* SHORT EXERCISE *
Pick out and copy each line of the material below that contains the word "table".

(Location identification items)
/---
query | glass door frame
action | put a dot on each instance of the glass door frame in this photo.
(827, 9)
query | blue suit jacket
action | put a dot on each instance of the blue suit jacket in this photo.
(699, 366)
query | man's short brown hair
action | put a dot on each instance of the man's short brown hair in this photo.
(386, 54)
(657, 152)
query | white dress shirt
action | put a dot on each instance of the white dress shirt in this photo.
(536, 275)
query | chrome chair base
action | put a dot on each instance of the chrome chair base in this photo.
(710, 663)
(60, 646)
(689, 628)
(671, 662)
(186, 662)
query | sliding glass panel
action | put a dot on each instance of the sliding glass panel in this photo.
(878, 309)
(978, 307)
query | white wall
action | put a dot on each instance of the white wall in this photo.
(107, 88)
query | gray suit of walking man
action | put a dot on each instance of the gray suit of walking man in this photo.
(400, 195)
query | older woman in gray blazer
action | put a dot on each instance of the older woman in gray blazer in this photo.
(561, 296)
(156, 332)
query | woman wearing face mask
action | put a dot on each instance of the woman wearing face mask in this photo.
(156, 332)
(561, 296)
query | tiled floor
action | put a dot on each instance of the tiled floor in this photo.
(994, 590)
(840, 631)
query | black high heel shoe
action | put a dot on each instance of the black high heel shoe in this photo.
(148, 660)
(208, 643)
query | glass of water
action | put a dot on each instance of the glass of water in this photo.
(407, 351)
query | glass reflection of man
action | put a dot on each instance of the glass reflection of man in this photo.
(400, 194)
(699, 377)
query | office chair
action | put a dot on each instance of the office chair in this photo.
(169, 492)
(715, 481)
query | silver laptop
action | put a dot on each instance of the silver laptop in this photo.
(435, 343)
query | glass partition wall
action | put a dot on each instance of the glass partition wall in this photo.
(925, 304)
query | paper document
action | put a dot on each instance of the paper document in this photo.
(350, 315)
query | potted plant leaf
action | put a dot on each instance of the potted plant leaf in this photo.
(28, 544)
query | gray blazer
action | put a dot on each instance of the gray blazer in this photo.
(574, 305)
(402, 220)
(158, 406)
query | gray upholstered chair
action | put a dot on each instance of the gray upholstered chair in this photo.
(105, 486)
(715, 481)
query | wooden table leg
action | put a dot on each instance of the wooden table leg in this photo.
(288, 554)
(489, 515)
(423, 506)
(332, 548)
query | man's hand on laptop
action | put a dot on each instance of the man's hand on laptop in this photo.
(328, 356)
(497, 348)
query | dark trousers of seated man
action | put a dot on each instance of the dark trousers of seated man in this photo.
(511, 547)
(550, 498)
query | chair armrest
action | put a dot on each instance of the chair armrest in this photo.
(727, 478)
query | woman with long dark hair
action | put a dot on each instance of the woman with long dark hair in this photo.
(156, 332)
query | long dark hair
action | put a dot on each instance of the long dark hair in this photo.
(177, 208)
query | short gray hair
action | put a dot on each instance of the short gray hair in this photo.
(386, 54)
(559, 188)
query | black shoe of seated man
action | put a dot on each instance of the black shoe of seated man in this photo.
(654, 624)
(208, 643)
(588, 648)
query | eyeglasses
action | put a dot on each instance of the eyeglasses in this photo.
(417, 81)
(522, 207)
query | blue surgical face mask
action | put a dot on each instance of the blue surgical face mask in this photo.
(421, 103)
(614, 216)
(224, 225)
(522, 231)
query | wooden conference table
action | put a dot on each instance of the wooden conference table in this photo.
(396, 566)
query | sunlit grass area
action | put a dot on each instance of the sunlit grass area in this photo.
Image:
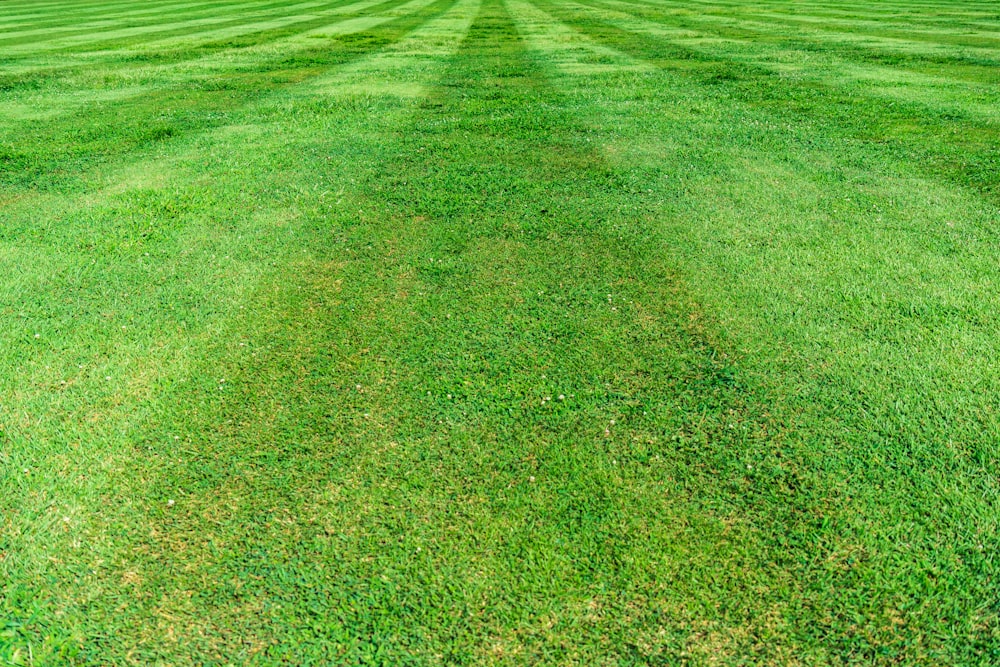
(499, 332)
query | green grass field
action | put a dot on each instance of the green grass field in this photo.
(499, 332)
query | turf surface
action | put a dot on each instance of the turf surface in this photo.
(499, 332)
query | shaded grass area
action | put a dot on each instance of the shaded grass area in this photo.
(582, 346)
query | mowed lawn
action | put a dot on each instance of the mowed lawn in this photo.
(499, 332)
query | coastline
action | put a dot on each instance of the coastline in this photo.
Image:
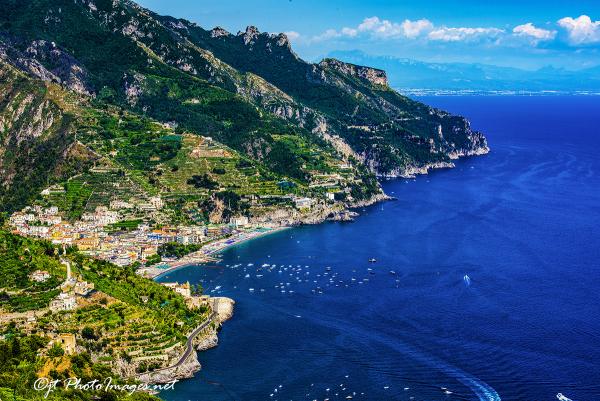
(189, 366)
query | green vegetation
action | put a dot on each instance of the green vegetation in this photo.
(20, 363)
(127, 318)
(20, 258)
(177, 250)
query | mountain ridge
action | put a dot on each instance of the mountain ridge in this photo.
(405, 73)
(250, 92)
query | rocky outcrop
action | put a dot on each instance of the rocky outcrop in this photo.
(46, 61)
(373, 75)
(184, 371)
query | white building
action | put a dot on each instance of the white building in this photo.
(183, 289)
(302, 203)
(157, 202)
(241, 221)
(63, 302)
(40, 276)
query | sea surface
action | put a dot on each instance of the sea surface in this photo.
(486, 285)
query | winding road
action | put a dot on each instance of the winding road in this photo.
(189, 346)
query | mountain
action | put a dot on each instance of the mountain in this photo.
(99, 94)
(410, 74)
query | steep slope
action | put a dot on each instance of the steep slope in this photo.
(135, 85)
(157, 59)
(391, 132)
(37, 145)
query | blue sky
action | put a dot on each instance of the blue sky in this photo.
(524, 33)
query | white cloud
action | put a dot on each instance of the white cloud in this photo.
(445, 34)
(536, 34)
(351, 32)
(581, 30)
(412, 29)
(388, 29)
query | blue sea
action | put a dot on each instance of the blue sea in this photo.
(486, 285)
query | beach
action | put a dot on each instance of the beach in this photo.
(207, 253)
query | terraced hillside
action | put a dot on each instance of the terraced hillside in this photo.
(128, 91)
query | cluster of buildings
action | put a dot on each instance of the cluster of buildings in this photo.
(94, 233)
(71, 288)
(192, 301)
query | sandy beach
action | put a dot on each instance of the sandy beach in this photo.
(206, 253)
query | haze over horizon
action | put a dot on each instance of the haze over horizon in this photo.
(529, 35)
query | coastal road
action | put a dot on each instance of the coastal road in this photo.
(189, 346)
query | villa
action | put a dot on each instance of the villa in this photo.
(39, 275)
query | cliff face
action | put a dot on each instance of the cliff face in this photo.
(249, 91)
(36, 138)
(371, 75)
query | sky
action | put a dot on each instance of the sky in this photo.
(527, 34)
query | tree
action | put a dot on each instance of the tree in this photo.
(56, 351)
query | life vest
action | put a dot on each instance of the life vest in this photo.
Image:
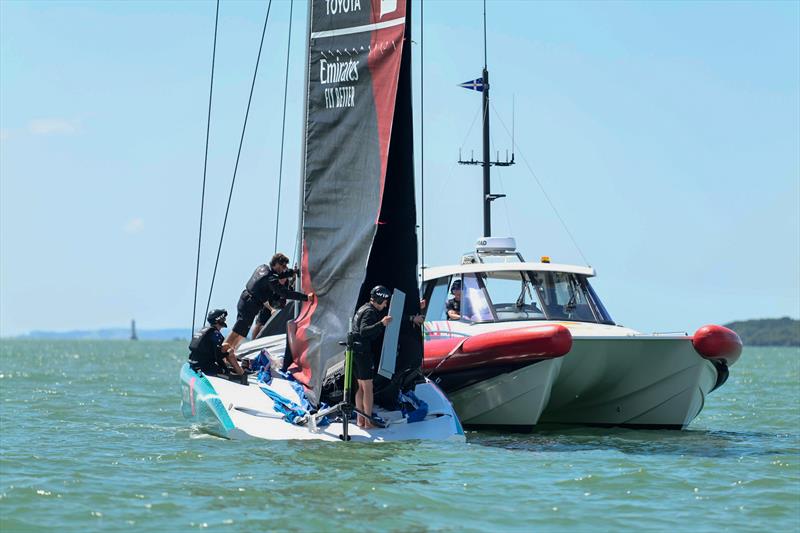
\---
* OUTPUT OF THE EXERCISE *
query | wooden table leg
action | put a dot on each instance of the wooden table leg in this photo.
query | wooden conference table
action | put a dot on each instance of the wooden conference table in this photo.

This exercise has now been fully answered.